◆ EXERCISE AIM:
Reproduce the passage of the article on anti-Semitism in Australia between "The Executive Council" and "extreme right-wing activity.", inclusive, substituting "yearly report" for "annual report".

◆ SOURCE DOCUMENT:
* * *

Attacks on Jews signal a worrying threat to all civilised society
In the aftermath of the Holocaust it was hoped that expressions of murderous Jew-hatred would be considered so odious as to be a thing of the past.
The Holocaust, the deliberate and planned killing of every Jewish man, woman and child the Nazis and their collaborators could get their hands on, was a seminal event for humanity.
It demonstrated that although human beings have the potential to rise to all kinds of lofty heights, there is also no limit to the moral depths to which they may sink.
In far too many European minds, Jews were not seen as thinking, feeling fellow human beings but as objectified examples of an impersonal “type”. The concept of “the Jew” became the repository into which Jew-haters projected their personal insecurities, cravenness, misanthropic impulses and self-loathing.
Fast forward to the next century and another continent. Despite the best hopes, and years of education about the evils of racism, incitement to murder Jews has been resurrected, even in Australia, which has no history at all of official persecution of Jews.
The Executive Council of Australian Jewry, the peak representative body for Australian Jews, publishes an annual report on anti-Semitism in Australia, which documents anti-Semitic incidents.
The latest report, just released, reveals that in the year to September there were 230 anti-Semitic incidents reported, a 9.5 per cent increase.
The most prominent change has been the rise in extreme right-wing activity.
This new development has been predominantly through the formation of a neo-nazi group Antipodean Resistance in October last year. It originated in Melbourne but has spread to most states.
The activities of Antipodean Resistance are primarily of propaganda and recruitment. To this end, members of the group have been heavily involved in putting up thousands of Nazi swastika stickers and thousands of anti-Jewish, anti-homosexual and pro-Nazi posters, especially at universities, public places and in areas with numbers of Jewish residents.

* * *

◆ DATASET CONTENT:
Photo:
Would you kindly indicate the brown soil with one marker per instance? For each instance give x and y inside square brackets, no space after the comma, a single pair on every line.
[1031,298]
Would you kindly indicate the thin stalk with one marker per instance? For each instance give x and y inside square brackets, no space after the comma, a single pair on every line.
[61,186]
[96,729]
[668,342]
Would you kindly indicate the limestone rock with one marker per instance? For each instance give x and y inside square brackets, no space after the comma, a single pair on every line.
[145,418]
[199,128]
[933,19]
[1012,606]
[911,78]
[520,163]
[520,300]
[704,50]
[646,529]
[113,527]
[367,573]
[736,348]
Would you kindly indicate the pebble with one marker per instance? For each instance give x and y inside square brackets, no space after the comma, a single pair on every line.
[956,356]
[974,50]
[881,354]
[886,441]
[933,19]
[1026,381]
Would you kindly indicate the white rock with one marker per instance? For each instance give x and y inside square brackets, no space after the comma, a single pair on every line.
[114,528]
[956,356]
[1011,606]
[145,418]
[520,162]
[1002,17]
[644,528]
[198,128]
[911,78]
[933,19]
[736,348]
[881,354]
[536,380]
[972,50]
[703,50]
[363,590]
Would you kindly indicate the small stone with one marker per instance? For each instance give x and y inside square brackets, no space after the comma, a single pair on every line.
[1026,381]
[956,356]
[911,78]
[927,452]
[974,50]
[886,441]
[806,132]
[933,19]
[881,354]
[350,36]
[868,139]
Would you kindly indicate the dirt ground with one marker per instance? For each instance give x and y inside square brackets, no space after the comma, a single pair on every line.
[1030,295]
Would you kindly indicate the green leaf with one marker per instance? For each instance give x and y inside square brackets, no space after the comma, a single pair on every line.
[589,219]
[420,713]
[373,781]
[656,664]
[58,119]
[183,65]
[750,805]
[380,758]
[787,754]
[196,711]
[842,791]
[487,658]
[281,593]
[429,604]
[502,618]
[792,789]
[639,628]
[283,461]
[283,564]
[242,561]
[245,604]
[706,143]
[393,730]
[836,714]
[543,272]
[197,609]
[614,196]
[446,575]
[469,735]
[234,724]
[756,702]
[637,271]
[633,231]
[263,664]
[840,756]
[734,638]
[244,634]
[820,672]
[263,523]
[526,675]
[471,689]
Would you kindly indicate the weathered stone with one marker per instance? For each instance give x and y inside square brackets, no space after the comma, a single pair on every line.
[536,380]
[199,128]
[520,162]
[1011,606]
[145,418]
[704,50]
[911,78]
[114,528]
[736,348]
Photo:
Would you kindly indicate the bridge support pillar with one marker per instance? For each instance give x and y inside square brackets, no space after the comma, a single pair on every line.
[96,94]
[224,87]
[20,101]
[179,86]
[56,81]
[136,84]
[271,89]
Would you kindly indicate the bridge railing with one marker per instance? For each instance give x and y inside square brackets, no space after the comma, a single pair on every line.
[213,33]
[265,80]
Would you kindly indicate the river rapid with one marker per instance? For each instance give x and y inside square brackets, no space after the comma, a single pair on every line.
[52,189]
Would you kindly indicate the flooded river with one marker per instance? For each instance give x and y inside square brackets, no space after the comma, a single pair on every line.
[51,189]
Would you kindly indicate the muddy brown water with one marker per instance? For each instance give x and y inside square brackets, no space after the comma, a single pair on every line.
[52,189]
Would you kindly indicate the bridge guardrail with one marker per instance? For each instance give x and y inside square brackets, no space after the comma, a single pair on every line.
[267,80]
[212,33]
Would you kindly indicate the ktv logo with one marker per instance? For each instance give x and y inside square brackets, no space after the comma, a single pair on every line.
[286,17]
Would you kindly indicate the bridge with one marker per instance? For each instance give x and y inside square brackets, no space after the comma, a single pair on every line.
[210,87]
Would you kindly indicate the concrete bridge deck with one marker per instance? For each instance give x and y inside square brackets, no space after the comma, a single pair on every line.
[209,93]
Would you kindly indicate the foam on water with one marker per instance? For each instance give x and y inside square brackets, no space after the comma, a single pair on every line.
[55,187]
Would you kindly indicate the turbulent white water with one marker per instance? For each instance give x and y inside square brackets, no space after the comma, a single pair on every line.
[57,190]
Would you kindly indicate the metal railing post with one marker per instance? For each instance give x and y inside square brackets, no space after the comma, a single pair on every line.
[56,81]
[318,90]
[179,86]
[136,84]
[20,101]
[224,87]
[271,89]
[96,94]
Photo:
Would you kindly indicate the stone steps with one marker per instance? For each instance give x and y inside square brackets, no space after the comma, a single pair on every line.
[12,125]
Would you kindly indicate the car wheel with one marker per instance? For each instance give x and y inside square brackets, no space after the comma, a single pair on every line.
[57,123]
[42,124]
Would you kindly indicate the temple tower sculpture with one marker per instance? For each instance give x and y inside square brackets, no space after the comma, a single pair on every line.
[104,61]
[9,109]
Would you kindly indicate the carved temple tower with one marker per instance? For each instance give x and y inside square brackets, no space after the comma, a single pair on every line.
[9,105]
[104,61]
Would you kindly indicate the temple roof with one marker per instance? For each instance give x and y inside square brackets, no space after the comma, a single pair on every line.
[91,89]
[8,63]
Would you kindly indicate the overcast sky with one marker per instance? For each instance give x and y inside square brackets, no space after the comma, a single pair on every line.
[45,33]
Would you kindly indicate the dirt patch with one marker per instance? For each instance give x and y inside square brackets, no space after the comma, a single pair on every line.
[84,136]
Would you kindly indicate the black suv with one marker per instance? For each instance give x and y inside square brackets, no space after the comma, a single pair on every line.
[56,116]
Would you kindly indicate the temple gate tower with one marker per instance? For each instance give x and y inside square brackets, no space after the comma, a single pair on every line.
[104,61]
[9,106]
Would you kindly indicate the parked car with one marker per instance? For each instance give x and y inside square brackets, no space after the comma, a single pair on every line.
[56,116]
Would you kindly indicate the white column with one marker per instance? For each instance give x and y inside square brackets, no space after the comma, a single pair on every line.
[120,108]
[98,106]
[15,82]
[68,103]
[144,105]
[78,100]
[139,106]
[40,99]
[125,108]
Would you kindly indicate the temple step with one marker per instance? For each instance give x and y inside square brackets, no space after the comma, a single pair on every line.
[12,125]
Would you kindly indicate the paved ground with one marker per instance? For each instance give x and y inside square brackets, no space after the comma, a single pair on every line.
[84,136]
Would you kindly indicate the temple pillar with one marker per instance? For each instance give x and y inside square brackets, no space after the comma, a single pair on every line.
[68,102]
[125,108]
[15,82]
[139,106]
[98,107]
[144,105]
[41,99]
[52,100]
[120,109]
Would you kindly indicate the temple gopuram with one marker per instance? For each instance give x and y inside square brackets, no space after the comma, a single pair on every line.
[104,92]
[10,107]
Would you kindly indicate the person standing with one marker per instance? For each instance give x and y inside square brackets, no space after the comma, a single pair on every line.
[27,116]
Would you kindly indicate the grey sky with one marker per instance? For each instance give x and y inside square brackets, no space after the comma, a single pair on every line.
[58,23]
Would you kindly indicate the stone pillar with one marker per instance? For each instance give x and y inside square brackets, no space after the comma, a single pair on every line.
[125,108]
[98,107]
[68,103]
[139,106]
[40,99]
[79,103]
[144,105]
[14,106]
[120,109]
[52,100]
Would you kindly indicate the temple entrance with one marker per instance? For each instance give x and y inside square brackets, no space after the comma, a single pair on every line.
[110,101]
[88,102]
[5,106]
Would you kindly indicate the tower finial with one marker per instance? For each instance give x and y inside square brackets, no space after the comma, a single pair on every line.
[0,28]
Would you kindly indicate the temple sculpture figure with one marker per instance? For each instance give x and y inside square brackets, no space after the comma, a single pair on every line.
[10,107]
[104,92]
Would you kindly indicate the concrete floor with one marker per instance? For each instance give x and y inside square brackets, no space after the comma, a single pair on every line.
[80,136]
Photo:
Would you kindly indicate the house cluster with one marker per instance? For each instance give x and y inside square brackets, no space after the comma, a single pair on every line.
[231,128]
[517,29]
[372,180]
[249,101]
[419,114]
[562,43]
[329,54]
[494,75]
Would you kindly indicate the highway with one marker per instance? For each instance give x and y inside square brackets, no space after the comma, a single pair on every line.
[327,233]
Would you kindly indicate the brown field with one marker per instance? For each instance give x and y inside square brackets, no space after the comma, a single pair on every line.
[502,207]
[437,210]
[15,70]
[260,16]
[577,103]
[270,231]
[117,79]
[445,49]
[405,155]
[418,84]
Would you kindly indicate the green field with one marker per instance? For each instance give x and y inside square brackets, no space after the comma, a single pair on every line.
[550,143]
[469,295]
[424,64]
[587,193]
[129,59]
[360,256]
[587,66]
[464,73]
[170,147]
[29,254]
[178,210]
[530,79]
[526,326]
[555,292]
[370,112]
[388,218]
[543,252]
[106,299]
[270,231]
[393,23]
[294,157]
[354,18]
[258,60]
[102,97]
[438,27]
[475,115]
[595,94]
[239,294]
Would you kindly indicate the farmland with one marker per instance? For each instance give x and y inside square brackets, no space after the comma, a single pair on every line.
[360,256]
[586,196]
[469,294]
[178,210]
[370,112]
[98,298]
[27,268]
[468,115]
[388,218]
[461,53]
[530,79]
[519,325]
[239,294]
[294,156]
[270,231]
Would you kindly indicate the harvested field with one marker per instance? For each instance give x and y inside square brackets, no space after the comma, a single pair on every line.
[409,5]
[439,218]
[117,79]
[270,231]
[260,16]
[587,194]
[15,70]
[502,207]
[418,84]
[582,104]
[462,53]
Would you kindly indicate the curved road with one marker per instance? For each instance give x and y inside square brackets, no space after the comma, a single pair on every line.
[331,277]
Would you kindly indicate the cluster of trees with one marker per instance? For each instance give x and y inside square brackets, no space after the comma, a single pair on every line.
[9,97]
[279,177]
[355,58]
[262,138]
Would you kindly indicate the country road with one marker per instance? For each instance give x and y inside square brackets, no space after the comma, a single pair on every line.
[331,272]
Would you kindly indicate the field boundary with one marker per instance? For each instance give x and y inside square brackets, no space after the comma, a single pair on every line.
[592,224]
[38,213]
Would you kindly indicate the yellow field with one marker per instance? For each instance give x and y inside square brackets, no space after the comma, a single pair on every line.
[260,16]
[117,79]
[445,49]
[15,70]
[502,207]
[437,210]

* * *

◆ ANSWER BOX:
The Executive Council of Australian Jewry, the peak representative body for Australian Jews, publishes an yearly report on anti-Semitism in Australia, which documents anti-Semitic incidents.
The latest report, just released, reveals that in the year to September there were 230 anti-Semitic incidents reported, a 9.5 per cent increase.
The most prominent change has been the rise in extreme right-wing activity.